Your goal: Turn every line of the records below into a Markdown table with the columns Row and Text, one row per line numbered from 1, and leave out any blank lines.
::::::::::
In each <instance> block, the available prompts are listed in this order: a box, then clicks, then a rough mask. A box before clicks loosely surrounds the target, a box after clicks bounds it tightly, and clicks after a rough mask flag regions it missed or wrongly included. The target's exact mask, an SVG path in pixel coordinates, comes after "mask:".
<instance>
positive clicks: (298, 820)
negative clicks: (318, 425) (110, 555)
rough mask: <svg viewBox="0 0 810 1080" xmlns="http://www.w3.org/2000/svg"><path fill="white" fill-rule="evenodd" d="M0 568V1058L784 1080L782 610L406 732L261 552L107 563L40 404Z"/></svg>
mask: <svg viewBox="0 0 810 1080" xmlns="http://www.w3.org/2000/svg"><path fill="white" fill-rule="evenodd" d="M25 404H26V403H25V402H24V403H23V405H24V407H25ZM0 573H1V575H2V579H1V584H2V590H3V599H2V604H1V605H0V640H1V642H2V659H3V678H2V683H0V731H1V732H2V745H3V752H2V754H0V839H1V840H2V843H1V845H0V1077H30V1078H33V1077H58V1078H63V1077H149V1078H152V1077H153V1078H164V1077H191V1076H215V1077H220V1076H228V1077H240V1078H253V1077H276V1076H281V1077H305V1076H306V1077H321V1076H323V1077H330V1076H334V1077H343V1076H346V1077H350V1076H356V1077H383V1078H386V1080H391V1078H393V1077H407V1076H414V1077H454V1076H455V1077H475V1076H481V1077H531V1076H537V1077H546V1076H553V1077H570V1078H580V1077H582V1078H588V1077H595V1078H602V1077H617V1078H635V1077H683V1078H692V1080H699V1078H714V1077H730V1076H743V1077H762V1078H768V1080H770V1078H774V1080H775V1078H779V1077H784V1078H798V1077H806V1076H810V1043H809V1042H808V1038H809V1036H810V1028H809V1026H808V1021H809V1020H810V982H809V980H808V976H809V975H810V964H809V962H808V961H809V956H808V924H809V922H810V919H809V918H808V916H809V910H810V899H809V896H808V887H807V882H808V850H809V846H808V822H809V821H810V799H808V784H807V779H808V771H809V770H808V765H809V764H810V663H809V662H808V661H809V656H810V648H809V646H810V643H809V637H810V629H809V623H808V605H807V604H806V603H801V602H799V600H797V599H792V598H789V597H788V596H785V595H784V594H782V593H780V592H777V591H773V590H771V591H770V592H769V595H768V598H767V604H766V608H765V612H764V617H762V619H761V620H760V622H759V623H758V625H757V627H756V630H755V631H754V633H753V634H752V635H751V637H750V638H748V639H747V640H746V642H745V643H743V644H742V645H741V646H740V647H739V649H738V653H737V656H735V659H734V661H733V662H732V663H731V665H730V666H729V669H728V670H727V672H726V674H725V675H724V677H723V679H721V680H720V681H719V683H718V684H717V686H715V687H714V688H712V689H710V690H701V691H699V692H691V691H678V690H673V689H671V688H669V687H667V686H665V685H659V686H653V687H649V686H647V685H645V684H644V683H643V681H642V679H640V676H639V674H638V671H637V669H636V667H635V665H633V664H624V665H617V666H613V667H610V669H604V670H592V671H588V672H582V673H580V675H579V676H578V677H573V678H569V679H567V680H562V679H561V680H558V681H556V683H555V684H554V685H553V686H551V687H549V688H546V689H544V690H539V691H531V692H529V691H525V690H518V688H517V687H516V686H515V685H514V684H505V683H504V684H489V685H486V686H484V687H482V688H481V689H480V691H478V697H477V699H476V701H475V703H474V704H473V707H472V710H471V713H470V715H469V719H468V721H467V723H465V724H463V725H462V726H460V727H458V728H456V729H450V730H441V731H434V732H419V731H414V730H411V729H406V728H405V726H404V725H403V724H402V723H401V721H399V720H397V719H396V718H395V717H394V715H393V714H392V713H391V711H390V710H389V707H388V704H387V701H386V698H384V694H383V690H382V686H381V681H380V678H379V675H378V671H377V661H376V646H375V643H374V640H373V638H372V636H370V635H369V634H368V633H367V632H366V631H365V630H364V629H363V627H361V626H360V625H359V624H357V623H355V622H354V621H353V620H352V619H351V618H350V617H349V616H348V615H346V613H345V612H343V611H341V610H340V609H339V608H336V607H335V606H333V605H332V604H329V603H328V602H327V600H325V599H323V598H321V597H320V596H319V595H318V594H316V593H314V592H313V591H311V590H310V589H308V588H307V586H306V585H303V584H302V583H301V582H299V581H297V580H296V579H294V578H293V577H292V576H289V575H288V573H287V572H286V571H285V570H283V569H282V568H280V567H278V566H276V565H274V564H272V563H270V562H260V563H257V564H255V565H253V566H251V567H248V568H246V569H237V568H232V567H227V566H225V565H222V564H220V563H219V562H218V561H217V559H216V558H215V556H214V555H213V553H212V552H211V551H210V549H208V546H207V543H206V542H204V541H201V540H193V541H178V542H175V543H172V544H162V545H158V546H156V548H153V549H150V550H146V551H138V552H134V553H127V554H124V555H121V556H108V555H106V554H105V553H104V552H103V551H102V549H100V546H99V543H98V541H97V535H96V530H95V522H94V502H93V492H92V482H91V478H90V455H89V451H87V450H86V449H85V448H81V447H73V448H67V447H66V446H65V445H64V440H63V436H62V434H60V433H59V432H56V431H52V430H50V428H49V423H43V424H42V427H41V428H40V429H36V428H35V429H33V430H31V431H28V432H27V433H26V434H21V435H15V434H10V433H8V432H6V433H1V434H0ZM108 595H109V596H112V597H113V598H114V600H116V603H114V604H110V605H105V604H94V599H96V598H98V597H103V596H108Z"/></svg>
::::::::::
Exercise output:
| Row | Text |
|---|---|
| 1 | In each <instance> block, the available prompts are listed in this order: a box, then clicks, then a rough mask. A box before clicks loosely surrounds the target, a box after clicks bounds it tightly, and clicks after a rough mask flag regions it missed or wrongly included. The target's exact mask, an SVG path in pixel coordinates, comes after "mask:". |
| 2 | <instance> |
| 3 | positive clicks: (298, 820) |
| 4 | negative clicks: (318, 425) (110, 555) |
| 5 | rough mask: <svg viewBox="0 0 810 1080" xmlns="http://www.w3.org/2000/svg"><path fill="white" fill-rule="evenodd" d="M0 568V1058L784 1080L782 610L406 732L261 552L107 563L40 404Z"/></svg> |
| 6 | mask: <svg viewBox="0 0 810 1080" xmlns="http://www.w3.org/2000/svg"><path fill="white" fill-rule="evenodd" d="M25 404H26V403H25V402H24V403H23V405H24V407H25ZM0 573H1V575H2V579H1V584H2V590H3V599H2V604H1V605H0V640H1V642H2V659H3V678H2V683H0V731H1V732H2V745H3V752H2V754H0V839H1V840H2V843H1V845H0V1077H30V1078H33V1077H58V1078H63V1077H149V1078H152V1077H153V1078H164V1077H191V1076H215V1077H220V1076H228V1077H240V1078H253V1077H276V1076H281V1077H305V1076H306V1077H321V1076H323V1077H330V1076H334V1077H343V1076H346V1077H350V1076H356V1077H383V1078H386V1080H391V1078H393V1077H407V1076H414V1077H454V1076H455V1077H475V1076H481V1077H531V1076H537V1077H546V1076H553V1077H570V1078H580V1077H582V1078H588V1077H595V1078H602V1077H617V1078H635V1077H683V1078H692V1080H699V1078H714V1077H730V1076H743V1077H762V1078H768V1080H770V1078H774V1080H775V1078H779V1077H784V1078H798V1077H806V1076H810V1043H809V1042H808V1038H809V1036H810V1028H809V1026H808V1021H809V1020H810V982H809V980H808V976H809V975H810V964H809V962H808V961H809V956H808V924H809V922H810V919H809V918H808V916H809V910H810V899H809V896H808V887H807V882H808V850H809V846H808V822H809V821H810V799H808V784H807V779H808V771H809V770H808V765H809V764H810V663H809V662H808V661H809V656H810V648H809V646H810V643H809V637H810V629H809V623H808V605H807V604H806V603H801V602H799V600H797V599H792V598H789V597H788V596H785V595H784V594H782V593H780V592H777V591H773V590H771V591H770V592H769V595H768V598H767V604H766V608H765V612H764V617H762V619H761V620H760V622H759V623H758V625H757V627H756V630H755V631H754V633H753V634H752V635H751V637H750V638H748V639H747V640H746V642H745V643H743V644H742V645H741V646H740V647H739V649H738V653H737V656H735V659H734V661H733V662H732V663H731V665H730V666H729V669H728V670H727V672H726V674H725V675H724V677H723V679H721V680H720V681H719V683H718V684H717V686H715V687H714V688H712V689H710V690H701V691H699V692H691V691H678V690H673V689H671V688H669V687H667V686H665V685H659V686H653V687H649V686H647V685H645V684H644V683H643V681H642V679H640V676H639V674H638V671H637V669H636V667H635V665H633V664H624V665H617V666H613V667H610V669H604V670H592V671H588V672H582V673H580V675H579V676H578V677H573V678H569V679H567V680H562V679H561V680H558V681H556V683H555V684H554V685H553V686H551V687H549V688H546V689H544V690H539V691H531V692H529V691H525V690H518V688H517V687H516V686H515V685H514V684H505V683H504V684H489V685H486V686H484V687H482V688H481V689H480V691H478V697H477V699H476V701H475V703H474V704H473V707H472V710H471V713H470V715H469V719H468V721H467V723H465V724H463V725H462V726H460V727H458V728H456V729H450V730H441V731H434V732H419V731H414V730H411V729H406V728H405V726H404V725H403V724H402V723H401V721H399V720H397V719H396V718H395V717H394V715H393V714H392V713H391V711H390V710H389V707H388V704H387V701H386V698H384V694H383V690H382V686H381V681H380V678H379V675H378V671H377V661H376V646H375V643H374V640H373V638H372V636H370V635H369V634H368V633H367V632H366V631H365V630H364V629H363V627H361V626H360V625H359V624H357V623H355V622H354V621H353V620H352V619H351V618H350V617H349V616H348V615H346V613H345V612H343V611H341V610H340V609H339V608H336V607H335V606H333V605H332V604H329V603H328V602H327V600H325V599H323V598H321V597H320V596H319V595H318V594H316V593H314V592H313V591H311V590H310V589H308V588H307V586H306V585H303V584H302V583H301V582H299V581H297V580H296V579H294V578H293V577H292V576H289V575H288V573H287V572H286V571H285V570H283V569H282V568H280V567H278V566H276V565H274V564H272V563H270V562H260V563H257V564H255V565H253V566H251V567H248V568H246V569H237V568H232V567H227V566H225V565H222V564H220V563H219V562H218V561H217V559H216V558H215V556H214V555H213V553H212V552H211V551H210V549H208V546H207V543H206V542H204V541H201V540H193V541H178V542H175V543H172V544H162V545H158V546H156V548H153V549H150V550H146V551H138V552H134V553H127V554H124V555H121V556H108V555H106V554H105V553H104V552H103V551H102V549H100V546H99V543H98V541H97V535H96V530H95V522H94V502H93V492H92V482H91V478H90V455H89V451H87V450H86V449H85V448H81V447H73V448H67V447H66V446H65V445H64V440H63V436H62V434H60V433H59V432H56V431H52V430H50V428H49V423H43V424H42V427H41V428H40V429H36V428H35V429H33V430H31V431H28V432H27V433H26V434H21V435H15V434H10V433H8V432H6V433H1V434H0ZM108 595H109V596H112V597H113V598H114V600H116V603H114V604H110V605H105V604H94V599H96V598H98V597H103V596H108Z"/></svg> |